→ **Records supplied**
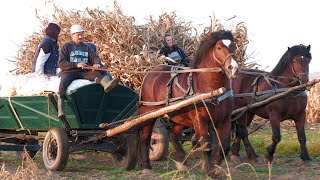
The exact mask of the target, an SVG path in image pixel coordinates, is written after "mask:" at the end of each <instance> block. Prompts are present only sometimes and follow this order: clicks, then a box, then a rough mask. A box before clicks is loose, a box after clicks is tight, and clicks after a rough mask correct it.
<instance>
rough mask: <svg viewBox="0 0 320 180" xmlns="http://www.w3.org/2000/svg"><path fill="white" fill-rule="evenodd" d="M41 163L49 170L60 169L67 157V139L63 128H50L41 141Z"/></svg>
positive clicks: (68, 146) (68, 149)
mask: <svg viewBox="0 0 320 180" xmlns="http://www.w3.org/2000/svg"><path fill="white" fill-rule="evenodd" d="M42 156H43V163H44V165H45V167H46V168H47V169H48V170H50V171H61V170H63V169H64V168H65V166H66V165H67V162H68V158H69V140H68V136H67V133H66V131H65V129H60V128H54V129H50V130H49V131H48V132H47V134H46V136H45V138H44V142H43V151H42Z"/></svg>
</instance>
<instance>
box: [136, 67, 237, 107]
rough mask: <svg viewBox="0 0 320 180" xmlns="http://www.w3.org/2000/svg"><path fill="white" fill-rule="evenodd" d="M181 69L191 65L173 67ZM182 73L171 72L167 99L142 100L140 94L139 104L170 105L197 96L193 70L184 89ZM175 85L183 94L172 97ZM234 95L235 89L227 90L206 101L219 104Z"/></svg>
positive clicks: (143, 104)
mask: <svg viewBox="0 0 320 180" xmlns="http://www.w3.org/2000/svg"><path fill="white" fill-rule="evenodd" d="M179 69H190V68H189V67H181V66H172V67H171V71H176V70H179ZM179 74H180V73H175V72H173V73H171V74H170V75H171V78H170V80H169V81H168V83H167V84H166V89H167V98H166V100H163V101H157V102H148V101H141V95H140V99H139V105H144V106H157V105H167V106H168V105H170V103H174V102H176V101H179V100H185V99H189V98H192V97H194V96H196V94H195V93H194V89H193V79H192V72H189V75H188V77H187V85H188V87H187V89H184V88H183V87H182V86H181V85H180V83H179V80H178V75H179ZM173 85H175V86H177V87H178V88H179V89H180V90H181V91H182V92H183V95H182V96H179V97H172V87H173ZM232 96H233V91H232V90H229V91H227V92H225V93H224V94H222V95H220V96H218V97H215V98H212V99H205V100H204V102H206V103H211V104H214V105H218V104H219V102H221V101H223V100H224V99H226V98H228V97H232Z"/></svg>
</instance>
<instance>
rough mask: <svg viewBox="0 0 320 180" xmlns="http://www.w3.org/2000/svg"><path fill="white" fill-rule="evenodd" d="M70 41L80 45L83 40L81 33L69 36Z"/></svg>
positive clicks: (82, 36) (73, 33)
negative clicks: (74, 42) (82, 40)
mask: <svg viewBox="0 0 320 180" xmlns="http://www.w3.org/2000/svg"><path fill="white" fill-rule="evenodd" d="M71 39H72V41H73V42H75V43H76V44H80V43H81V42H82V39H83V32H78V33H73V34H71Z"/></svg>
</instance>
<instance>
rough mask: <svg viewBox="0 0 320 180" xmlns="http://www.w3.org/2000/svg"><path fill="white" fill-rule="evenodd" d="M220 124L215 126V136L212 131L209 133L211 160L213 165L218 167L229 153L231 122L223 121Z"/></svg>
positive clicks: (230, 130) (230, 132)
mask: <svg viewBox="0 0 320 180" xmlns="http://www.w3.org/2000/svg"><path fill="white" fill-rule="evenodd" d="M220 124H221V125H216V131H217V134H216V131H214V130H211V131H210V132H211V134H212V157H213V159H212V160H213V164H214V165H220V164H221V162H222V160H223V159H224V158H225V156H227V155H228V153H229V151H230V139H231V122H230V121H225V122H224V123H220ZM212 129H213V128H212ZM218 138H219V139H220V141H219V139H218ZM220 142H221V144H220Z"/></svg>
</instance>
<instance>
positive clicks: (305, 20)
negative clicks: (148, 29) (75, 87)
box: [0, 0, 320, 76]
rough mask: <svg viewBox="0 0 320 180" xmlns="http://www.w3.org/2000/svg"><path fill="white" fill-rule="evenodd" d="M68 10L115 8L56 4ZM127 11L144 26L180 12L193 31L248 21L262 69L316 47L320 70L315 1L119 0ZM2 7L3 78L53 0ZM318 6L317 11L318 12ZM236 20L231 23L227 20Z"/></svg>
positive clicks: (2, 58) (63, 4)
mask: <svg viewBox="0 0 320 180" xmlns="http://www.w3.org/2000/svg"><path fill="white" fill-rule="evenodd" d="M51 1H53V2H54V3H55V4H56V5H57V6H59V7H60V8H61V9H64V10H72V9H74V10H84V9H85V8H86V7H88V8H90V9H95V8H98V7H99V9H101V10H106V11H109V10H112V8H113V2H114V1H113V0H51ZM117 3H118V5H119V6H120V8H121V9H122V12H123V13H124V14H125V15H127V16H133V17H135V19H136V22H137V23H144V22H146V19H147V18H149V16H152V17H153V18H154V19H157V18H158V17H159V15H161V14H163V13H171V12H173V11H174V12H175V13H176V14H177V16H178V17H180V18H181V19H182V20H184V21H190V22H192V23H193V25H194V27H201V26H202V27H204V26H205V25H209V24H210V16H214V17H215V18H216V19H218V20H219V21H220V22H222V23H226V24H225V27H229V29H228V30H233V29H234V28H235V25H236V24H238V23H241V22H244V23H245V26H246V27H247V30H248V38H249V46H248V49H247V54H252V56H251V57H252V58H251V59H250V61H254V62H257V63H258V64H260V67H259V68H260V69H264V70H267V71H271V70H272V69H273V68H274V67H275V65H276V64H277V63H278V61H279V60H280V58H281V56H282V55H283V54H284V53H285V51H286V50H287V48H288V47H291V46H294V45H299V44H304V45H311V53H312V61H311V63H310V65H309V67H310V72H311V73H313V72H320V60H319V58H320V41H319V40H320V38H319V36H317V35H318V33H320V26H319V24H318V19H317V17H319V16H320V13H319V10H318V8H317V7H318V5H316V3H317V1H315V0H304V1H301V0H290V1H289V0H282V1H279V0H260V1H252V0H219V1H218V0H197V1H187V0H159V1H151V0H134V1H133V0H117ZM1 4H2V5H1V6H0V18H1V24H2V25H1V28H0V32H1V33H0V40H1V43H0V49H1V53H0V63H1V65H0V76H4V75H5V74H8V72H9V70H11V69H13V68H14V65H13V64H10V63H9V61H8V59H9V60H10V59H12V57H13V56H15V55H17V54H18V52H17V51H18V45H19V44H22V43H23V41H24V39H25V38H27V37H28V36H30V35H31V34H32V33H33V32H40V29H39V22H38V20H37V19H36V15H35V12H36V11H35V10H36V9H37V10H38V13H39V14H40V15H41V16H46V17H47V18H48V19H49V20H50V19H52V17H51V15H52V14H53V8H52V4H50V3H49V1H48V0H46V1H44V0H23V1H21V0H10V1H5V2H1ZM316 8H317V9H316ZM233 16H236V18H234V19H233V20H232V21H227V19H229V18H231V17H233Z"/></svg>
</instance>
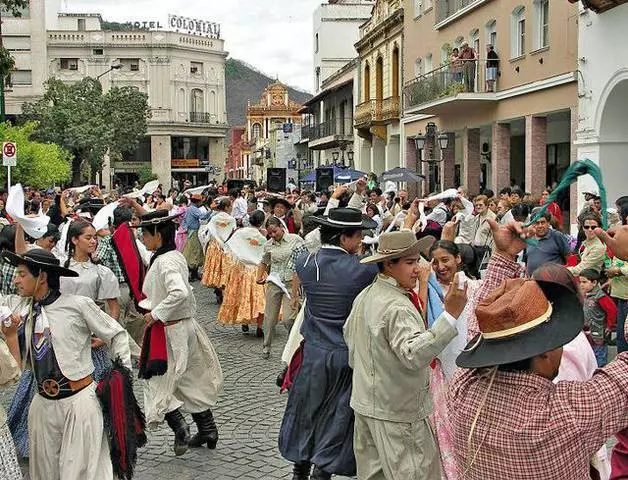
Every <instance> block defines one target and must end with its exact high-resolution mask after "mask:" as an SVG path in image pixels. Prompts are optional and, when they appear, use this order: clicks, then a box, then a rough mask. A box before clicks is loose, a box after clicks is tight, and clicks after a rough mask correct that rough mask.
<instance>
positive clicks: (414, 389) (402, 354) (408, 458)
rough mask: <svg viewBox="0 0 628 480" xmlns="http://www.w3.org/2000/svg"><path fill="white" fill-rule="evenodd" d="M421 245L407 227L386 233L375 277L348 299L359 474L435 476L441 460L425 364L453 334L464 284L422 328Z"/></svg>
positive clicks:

==

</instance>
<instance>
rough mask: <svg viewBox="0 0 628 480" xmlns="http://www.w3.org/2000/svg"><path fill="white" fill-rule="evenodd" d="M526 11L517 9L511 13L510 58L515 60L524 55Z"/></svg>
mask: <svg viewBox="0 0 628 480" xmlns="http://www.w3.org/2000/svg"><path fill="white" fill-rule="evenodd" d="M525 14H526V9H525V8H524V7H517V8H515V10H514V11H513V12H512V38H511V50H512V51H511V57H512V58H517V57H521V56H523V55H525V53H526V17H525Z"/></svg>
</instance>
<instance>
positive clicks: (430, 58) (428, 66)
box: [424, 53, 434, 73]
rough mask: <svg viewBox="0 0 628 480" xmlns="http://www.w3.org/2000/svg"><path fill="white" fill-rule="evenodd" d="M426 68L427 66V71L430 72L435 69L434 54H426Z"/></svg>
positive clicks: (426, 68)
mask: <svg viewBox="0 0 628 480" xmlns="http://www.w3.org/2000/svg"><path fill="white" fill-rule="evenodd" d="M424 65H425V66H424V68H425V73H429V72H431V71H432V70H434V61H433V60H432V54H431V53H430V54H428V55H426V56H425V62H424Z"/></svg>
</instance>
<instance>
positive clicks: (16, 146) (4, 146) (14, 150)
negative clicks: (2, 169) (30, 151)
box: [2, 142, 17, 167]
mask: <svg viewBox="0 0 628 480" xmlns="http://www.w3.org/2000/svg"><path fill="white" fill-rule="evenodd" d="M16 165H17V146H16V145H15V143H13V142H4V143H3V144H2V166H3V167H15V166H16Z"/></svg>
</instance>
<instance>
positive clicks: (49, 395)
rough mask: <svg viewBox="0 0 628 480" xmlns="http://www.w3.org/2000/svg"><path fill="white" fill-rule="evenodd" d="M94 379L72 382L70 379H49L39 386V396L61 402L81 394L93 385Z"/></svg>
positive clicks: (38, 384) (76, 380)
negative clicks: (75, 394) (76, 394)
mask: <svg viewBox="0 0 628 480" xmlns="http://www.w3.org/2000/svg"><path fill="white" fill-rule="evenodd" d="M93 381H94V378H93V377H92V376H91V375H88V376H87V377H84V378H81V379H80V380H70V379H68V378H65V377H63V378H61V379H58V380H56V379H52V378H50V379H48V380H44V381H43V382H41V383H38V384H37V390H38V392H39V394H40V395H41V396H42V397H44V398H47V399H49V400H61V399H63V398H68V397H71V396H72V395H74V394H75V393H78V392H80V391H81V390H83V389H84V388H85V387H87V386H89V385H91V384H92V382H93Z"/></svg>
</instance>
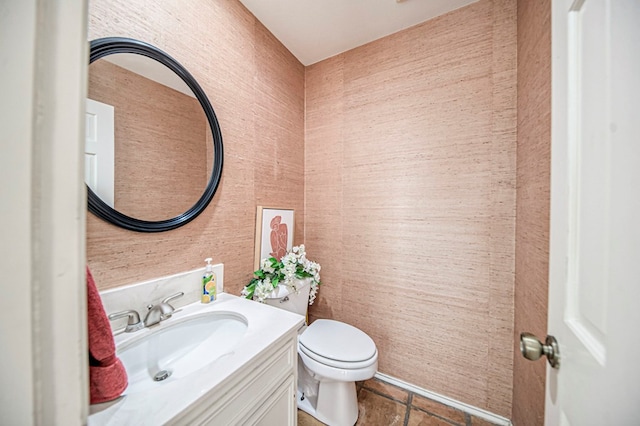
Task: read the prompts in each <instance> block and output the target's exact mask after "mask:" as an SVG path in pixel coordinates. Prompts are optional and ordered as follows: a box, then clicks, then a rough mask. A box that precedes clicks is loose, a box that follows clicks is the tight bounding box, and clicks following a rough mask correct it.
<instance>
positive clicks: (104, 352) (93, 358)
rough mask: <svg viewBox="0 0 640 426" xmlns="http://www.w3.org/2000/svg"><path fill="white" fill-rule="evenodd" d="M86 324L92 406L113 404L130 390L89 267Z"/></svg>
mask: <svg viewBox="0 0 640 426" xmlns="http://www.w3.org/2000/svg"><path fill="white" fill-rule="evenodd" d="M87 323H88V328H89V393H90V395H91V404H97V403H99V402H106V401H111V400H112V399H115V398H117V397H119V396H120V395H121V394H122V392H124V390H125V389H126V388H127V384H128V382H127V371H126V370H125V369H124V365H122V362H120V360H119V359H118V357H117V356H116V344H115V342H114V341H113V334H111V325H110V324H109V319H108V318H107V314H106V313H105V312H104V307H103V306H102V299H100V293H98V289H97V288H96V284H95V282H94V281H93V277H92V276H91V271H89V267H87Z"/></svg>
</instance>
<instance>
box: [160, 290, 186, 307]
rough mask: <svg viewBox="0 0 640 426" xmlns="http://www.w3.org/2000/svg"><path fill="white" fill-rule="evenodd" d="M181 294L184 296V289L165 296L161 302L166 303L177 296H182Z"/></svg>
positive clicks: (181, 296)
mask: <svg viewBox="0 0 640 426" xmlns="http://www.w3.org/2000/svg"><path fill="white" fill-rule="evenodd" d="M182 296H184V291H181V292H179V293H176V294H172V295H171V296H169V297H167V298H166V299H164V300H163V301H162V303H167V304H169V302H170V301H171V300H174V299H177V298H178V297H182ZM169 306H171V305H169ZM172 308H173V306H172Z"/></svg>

→ **Task statement**
Counting lines with the word "tight" in the listing, state the resulting number and nothing else.

→ **Final answer**
3